**Requirements:** Reproduce word for word the stretch of the data that opens with the line containing "Isolate road in the frame." and closes with the line containing "[42,282,798,557]", including both of those lines.

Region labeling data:
______

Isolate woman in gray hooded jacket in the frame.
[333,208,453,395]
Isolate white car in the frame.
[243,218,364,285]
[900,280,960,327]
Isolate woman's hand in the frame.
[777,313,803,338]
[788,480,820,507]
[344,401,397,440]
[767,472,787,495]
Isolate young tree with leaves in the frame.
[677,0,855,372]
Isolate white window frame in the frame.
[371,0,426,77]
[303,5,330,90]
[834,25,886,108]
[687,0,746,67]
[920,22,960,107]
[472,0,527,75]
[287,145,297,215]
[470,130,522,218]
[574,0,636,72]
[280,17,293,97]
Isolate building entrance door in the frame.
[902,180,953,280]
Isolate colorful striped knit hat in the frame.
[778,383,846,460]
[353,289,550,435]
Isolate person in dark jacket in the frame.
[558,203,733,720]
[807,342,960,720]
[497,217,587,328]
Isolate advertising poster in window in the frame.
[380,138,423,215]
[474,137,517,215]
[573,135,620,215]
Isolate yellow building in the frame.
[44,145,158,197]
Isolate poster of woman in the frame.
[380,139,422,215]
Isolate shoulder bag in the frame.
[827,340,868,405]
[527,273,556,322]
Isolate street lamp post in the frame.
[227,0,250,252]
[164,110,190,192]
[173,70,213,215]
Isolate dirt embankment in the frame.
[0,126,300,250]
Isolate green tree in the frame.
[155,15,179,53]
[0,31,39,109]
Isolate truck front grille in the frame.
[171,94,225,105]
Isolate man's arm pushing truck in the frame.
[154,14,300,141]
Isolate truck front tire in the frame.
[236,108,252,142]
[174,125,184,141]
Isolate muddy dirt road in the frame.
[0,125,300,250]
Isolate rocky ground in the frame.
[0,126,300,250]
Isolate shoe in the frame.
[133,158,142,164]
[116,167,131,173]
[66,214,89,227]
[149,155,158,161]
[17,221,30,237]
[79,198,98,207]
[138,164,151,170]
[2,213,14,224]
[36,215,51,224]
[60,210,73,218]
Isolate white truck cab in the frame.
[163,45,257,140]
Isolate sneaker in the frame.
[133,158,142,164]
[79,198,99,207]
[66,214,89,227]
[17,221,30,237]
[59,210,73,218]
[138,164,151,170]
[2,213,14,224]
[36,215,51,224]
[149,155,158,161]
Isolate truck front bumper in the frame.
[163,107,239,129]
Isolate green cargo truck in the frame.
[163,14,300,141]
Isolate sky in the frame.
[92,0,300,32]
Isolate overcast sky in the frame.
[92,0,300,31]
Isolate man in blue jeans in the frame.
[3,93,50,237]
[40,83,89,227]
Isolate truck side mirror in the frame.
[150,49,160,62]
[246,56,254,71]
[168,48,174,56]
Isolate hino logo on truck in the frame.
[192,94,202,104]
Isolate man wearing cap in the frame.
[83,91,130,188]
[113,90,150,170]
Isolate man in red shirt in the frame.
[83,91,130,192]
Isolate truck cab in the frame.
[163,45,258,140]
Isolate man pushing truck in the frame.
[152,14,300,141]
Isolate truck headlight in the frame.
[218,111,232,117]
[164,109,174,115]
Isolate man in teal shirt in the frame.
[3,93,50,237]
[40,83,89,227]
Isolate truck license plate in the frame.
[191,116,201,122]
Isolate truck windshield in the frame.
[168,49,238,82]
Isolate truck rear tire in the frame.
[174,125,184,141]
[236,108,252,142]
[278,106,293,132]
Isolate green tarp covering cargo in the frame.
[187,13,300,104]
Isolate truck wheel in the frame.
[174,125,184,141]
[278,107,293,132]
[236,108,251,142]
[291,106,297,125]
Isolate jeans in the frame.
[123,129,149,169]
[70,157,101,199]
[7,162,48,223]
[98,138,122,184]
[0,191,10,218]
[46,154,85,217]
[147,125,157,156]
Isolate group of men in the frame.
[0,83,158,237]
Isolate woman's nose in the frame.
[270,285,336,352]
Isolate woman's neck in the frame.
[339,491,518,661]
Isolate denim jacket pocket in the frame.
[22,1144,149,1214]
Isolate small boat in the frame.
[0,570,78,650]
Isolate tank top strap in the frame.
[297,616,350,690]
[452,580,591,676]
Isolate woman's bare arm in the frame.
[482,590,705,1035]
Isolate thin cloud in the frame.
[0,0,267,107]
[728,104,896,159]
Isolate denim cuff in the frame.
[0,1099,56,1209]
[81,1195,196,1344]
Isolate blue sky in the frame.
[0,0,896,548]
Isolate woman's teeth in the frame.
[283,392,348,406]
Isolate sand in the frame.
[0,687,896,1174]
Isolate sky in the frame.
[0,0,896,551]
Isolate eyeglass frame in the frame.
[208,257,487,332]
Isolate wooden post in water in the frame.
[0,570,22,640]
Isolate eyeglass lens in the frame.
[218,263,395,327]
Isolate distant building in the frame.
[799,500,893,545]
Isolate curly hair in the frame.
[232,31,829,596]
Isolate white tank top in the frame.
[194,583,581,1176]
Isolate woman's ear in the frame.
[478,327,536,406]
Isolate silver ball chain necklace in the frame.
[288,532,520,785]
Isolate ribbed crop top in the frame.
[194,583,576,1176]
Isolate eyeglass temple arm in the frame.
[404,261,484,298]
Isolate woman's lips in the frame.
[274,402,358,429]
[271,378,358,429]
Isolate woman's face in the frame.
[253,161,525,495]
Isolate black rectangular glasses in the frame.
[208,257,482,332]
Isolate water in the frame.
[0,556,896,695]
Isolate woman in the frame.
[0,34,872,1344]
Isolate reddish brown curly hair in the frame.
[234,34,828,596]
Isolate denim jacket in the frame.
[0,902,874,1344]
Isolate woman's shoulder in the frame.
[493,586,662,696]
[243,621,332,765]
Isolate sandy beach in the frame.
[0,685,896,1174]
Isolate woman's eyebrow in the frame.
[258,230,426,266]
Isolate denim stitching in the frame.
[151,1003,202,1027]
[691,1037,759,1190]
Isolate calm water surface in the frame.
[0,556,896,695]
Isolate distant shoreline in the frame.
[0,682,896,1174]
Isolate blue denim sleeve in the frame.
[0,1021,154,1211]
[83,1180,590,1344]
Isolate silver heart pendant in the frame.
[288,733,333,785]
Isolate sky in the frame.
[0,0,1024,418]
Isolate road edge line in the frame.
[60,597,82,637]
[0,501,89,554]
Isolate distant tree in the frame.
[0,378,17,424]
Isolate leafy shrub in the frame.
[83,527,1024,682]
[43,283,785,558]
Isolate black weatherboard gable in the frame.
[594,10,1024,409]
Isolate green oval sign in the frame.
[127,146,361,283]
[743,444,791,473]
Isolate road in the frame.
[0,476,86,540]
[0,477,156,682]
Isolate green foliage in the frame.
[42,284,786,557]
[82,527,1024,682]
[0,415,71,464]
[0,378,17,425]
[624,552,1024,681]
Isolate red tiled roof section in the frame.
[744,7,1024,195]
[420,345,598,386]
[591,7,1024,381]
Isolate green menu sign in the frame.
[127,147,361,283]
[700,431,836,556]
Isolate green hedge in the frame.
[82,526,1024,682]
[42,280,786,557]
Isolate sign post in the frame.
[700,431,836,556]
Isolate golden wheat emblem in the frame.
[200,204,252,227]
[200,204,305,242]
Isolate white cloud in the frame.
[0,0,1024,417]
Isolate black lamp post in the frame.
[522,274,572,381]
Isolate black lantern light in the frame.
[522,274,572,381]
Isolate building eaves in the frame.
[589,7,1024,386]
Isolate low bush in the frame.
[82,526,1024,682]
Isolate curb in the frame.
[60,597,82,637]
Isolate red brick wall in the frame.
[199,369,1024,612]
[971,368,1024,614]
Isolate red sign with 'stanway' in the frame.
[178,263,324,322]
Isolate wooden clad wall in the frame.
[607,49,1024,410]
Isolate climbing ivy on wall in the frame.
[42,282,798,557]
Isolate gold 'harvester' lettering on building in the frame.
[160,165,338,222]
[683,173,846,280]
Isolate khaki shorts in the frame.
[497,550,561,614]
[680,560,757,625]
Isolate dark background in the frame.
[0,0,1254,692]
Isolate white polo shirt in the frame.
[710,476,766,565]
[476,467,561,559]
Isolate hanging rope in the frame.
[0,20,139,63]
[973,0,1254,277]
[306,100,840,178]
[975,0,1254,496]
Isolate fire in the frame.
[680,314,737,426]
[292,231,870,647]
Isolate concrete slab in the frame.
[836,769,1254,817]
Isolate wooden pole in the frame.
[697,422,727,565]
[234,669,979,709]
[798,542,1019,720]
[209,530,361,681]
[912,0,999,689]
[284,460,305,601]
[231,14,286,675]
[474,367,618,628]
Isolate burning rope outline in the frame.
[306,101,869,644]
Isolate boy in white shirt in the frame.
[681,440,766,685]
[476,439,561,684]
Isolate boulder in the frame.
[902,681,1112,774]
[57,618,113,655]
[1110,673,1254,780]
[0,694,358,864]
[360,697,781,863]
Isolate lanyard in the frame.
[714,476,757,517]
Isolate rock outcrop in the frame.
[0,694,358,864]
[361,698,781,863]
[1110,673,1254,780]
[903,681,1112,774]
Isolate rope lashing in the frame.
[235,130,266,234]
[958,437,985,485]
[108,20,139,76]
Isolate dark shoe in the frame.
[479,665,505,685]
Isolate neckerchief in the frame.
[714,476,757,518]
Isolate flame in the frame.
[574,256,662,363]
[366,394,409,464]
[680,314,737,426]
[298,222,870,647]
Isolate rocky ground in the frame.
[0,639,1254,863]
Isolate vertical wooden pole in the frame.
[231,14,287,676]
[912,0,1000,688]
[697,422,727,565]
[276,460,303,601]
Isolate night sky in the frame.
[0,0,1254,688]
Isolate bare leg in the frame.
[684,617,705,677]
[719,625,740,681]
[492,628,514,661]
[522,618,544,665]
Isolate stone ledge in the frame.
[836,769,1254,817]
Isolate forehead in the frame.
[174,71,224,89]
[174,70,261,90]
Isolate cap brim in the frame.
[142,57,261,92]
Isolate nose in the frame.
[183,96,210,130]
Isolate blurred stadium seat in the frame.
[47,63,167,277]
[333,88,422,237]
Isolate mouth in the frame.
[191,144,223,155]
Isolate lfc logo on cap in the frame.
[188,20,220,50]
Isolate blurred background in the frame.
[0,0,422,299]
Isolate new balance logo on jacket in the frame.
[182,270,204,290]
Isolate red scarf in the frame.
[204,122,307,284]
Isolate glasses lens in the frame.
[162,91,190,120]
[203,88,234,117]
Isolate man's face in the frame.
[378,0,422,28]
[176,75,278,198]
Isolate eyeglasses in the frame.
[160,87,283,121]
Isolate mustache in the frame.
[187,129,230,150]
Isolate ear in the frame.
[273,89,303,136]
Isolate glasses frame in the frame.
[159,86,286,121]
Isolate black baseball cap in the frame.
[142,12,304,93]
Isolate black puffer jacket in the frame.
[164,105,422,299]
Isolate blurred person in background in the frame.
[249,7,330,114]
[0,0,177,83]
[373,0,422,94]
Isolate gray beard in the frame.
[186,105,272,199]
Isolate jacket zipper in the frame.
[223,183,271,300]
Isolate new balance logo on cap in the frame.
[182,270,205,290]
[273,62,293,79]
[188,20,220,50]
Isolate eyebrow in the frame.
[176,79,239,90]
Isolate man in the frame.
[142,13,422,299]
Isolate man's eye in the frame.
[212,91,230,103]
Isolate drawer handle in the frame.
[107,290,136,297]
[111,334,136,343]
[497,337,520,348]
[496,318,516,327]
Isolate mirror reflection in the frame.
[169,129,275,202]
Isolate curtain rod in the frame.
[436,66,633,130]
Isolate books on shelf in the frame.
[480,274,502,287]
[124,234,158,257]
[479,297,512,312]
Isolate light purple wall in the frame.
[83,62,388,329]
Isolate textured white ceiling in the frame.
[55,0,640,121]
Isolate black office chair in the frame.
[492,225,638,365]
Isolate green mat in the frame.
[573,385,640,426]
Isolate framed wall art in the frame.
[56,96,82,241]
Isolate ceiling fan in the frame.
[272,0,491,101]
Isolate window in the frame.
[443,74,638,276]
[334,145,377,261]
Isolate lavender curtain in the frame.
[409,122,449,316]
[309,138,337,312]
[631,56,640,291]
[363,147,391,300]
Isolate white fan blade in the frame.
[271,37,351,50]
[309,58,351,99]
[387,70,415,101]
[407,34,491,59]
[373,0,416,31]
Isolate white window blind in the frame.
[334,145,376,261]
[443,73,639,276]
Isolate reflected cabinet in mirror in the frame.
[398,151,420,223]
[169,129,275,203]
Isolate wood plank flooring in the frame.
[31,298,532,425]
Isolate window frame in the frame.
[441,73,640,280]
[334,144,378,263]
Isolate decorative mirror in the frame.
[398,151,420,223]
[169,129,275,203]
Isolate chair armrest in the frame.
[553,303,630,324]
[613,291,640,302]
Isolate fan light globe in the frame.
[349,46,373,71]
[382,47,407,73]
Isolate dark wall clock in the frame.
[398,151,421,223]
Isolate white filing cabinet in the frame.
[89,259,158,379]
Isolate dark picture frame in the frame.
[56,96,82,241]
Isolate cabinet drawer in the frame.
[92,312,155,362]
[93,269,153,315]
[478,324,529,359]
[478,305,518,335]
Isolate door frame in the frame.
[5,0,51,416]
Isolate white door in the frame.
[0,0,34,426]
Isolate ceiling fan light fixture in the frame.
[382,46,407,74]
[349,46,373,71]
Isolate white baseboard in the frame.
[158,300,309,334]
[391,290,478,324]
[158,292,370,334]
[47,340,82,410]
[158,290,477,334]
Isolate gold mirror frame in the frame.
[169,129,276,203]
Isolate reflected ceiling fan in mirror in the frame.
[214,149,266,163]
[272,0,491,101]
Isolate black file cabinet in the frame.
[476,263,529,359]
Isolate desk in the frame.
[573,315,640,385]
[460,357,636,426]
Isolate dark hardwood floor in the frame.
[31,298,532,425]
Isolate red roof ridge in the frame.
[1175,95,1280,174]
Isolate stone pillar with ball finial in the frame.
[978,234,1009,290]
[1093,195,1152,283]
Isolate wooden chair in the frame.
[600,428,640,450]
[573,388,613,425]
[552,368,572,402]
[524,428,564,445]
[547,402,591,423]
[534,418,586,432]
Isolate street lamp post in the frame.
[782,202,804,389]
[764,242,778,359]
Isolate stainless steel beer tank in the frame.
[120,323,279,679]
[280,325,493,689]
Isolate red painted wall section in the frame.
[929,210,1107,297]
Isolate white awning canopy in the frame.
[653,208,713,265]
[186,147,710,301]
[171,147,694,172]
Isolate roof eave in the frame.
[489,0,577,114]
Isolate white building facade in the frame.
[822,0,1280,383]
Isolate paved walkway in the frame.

______

**Correct response:**
Isolate road in the frame.
[0,476,86,540]
[0,477,156,682]
Isolate green foliage in the frame.
[42,284,786,557]
[82,527,1024,682]
[0,415,71,464]
[0,378,17,425]
[624,552,1024,681]
Isolate red tiled roof section in the frame.
[744,7,1024,195]
[420,345,598,386]
[591,7,1024,381]
Isolate green menu sign in the frame.
[127,147,361,283]
[700,431,836,556]
Isolate green hedge in the frame.
[82,526,1024,682]
[42,280,786,557]
Isolate sign post in the frame.
[700,431,836,556]
Isolate golden wheat emblem in the frame.
[200,204,252,227]
[200,204,305,242]
Isolate white cloud in the frame.
[0,0,1024,417]
Isolate black lamp post in the frame.
[522,274,572,381]
Isolate black lantern light in the frame.
[522,274,572,381]
Isolate building eaves in the frame.
[589,7,1024,386]
Isolate low bush in the frame.
[82,526,1024,682]
Isolate curb in the frame.
[60,597,82,637]
Isolate red brick wall in the frame.
[199,369,1024,612]
[971,368,1024,614]
Isolate red sign with 'stanway' in the frame.
[178,263,324,322]
Isolate wooden clad wall in the frame.
[607,49,1024,410]
Isolate climbing ivy on wall in the frame.
[42,282,798,557]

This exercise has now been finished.